Work instructions ▸ Starting at the line that contains "locate scallion garnish" and continuing through the end of the rows, express each line as a Markdown table with the columns Number and Text, omitting blank lines.

===== Records shown =====

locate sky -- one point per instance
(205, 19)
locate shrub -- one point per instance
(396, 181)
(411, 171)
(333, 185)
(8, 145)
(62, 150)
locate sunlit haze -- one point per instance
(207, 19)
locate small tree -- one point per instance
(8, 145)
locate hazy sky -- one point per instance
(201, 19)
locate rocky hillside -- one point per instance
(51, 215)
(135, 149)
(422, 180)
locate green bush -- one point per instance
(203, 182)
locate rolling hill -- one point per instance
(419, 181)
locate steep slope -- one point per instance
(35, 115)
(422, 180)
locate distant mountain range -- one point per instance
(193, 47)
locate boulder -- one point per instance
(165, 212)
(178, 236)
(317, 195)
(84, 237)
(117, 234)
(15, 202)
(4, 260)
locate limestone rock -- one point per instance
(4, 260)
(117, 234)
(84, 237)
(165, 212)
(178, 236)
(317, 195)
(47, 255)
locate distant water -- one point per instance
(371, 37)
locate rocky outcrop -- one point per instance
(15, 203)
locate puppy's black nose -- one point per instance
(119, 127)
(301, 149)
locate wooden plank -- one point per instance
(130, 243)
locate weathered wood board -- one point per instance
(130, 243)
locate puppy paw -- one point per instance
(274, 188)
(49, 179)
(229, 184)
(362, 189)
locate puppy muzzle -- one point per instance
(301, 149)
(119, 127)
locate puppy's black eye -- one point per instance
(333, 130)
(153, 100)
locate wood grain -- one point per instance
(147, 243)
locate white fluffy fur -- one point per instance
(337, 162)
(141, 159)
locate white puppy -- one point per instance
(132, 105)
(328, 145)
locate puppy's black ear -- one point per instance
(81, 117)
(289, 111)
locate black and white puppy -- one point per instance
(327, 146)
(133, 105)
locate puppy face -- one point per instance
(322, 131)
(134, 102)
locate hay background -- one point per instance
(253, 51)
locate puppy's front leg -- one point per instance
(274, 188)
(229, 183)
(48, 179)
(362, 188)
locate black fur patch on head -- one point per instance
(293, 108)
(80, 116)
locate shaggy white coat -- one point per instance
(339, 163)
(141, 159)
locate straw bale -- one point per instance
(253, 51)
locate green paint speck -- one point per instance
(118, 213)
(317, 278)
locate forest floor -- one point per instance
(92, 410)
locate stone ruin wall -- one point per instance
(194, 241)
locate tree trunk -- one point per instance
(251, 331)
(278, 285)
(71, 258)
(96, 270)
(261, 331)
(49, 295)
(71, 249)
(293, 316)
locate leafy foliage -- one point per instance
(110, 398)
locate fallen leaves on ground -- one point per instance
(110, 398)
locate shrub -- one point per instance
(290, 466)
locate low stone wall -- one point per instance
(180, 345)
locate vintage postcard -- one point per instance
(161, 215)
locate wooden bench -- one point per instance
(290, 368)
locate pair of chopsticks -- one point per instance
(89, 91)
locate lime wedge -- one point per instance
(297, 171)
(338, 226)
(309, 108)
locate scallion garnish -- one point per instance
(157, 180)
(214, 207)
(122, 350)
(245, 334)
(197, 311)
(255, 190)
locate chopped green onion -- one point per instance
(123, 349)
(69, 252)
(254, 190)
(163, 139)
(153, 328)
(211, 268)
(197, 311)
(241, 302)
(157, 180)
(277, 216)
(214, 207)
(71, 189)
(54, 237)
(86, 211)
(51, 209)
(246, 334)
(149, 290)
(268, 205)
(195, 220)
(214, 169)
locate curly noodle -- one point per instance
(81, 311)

=====

Answer ▸
| Number | Text |
|---|---|
| 1 | locate scallion garnish -- one point per instance |
| 2 | (157, 180) |
| 3 | (214, 207) |
| 4 | (122, 350) |
| 5 | (245, 334) |
| 6 | (197, 311) |
| 7 | (255, 190) |
| 8 | locate chopped green onion -- one point per instance |
| 9 | (123, 349) |
| 10 | (69, 252) |
| 11 | (254, 190) |
| 12 | (163, 139) |
| 13 | (153, 328) |
| 14 | (211, 268) |
| 15 | (197, 311) |
| 16 | (241, 302) |
| 17 | (157, 180) |
| 18 | (277, 216) |
| 19 | (214, 207) |
| 20 | (71, 189) |
| 21 | (54, 237) |
| 22 | (86, 211) |
| 23 | (51, 209) |
| 24 | (246, 334) |
| 25 | (149, 290) |
| 26 | (268, 205) |
| 27 | (195, 220) |
| 28 | (214, 169) |
| 29 | locate curly noodle -- one point per instance |
| 30 | (81, 311) |